[AIM 1]
In the forum thread below about wrecking a hard drive, which version of Windows does LaRoza tell Windows users to stick with?
[AIM 2]
Extend the forum thread below about wrecking a hard drive, picking up after its last post.

I like to see a HDD after placing it in a space shuttle lunch pad.


----------



## compaqman (Aug 9, 2007)

take the top cover off and get the rare neodynium magnets out
 omg the are so powerful a


----------



## m0nk3ys1ms (Aug 9, 2007)

I would probally either:

*A.* Just throw it in a dumpster.
*B.* Hit it a couple times with a sledgehammer.
*C.* Back over it a few times.


----------



## ThatGuy16 (Aug 9, 2007)

touch the chip on the underside with a metal flashlight while its on


----------



## LaRoza (Aug 9, 2007)

brianmay27 said:


> just a joke since many hate vista and thinks it is distructive



I don't hate it, it is just bad software with a very large price tag. I use(d) it, and am well aquainted with Explorer crashing whenever, apps doing the wrong thing, and weird debugging errors (users should never get debugging messages unless it is beta, and they can actually do something).

For Windows people, stick with XP.

For others, use a Mac, or use a *nix.


----------



## K3rupt (Aug 10, 2007)

LaRoza. Get a good computer. Then Use Vista.

For the Hdd I would make it stare at LaRoza for a while 

That should k3rupt the data  haha

Man, send it into the http://www.willitblend.com/

They are NUTS.

haha, Or just give it too me  ill hide it  

in my computer . . .


----------



## Jonyboy (Aug 10, 2007)

Fly the HDD into the vacuume of space. That should rip it apart in a split second.


----------



## K3rupt (Aug 10, 2007)

Jonyboy said:


> Fly the HDD into the vacuume of space. That should rip it apart in a split second.



lol, Alright, just give it here, Ill chuck it from the ground alright bro?

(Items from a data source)
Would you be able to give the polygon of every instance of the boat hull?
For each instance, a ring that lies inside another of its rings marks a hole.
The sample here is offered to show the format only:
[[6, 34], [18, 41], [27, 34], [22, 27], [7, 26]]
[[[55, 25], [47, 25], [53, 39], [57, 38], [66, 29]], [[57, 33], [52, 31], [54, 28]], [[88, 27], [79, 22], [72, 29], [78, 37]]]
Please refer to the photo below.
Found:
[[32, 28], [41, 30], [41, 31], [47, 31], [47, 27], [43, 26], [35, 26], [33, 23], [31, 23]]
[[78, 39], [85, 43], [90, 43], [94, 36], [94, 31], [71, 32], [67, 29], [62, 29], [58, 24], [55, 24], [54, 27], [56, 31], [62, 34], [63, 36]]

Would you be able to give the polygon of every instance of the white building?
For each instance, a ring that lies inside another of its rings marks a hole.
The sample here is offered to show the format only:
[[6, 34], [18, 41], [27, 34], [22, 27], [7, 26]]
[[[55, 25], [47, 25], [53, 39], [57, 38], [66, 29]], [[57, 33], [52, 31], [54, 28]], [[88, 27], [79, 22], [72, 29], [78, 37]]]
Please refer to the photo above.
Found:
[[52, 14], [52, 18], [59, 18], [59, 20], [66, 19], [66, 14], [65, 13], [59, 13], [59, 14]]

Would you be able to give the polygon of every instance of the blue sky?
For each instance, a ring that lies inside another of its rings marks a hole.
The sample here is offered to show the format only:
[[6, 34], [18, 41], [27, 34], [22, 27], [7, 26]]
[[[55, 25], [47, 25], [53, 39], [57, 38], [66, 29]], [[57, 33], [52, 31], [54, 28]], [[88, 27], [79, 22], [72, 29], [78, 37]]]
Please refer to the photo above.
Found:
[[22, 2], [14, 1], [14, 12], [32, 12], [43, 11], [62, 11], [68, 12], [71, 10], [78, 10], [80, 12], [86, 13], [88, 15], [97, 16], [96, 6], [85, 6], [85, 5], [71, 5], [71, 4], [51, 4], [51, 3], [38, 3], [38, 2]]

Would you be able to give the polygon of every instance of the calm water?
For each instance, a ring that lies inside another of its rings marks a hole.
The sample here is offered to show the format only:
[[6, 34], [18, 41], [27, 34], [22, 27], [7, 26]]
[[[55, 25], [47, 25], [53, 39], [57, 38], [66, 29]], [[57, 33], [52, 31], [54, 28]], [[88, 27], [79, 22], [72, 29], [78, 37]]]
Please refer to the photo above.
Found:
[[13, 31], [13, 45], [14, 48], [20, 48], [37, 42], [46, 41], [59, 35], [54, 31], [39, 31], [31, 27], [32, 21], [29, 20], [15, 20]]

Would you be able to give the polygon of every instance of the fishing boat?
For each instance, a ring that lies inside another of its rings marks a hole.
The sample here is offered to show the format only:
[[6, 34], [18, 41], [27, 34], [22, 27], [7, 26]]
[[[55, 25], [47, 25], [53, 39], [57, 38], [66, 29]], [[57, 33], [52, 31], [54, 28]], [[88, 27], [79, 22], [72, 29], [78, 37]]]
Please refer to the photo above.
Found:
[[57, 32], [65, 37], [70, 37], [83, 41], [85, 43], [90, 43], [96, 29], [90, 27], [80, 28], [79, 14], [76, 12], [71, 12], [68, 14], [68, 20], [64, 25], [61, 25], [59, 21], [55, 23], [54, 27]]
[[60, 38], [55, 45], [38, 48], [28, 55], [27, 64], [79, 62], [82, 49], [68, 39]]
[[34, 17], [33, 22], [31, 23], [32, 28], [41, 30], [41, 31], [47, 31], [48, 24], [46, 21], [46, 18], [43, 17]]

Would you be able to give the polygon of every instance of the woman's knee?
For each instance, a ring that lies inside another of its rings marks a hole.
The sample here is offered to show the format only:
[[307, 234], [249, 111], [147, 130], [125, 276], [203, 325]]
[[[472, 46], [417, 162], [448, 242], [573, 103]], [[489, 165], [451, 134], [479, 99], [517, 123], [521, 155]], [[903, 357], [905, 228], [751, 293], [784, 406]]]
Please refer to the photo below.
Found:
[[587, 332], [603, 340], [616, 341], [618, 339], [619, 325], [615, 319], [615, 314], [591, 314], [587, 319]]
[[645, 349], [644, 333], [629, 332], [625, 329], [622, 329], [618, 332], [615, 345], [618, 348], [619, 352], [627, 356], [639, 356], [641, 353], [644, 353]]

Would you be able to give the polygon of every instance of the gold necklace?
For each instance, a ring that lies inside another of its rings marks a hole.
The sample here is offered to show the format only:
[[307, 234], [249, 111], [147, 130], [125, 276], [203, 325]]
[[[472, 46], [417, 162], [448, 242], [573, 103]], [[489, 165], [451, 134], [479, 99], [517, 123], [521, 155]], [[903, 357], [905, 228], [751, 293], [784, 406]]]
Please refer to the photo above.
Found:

[RESPONSE 1]
Windows XP.

[RESPONSE 2]
----------



## Cleric7x9 (Aug 10, 2007)

Jonyboy said:


> Fly the HDD into the vacuume of space. That should rip it apart in a split second.



negative that wouldnt rip it apart at all. trust me, the measly one atmosphere of pressure on this planet is not what is holding that harddrive together.


----------



## oscaryu1 (Aug 10, 2007)

Drill


----------



## jutnm (Aug 10, 2007)

download & play Cher on it lmao


----------



## Jonyboy (Aug 11, 2007)

Cut the spindals up into pizza like pieces.


----------



## patrickv (Aug 11, 2007)

jutnm said:


> download & play Cher on it lmao



so i was reading this thread and this one caught my eye..lol
very funny, cher would totally destroy the hard drive..lol


----------



## thealmightyone (Aug 11, 2007)

I'd break the platters into smaller pieces, then drop them down the drain. As soon as I let go, they are lost forever.


----------



## Jonyboy (Aug 13, 2007)

Set it alight.


----------



## thealmightyone (Aug 14, 2007)

Jonyboy said:


> Set it alight.



When you get metal to burn or melt with just a lighter, call me.


----------



## PabloTeK (Aug 14, 2007)

My mate had a HDD failure so he chucked the thing in the firebox of this:

http://www.gcrailway.co.uk/pictures/640w/4141b.jpg

That's over 400C.


----------



## thealmightyone (Aug 14, 2007)

400C isn't even enough to destroy the platters, but might be enough to corrupt the date completely.

The best way to avoid authorities getting hold of your hard drive is, rather than attempt to destroy it (which is hard unless you work in a steel refinery - data can still be retrieved from broken platters), simply make it impossible to find. Chuck it in the sea, over a cliff, in an open delivery/freight truck, etc.


----------



## vonfeldt7 (Aug 16, 2007)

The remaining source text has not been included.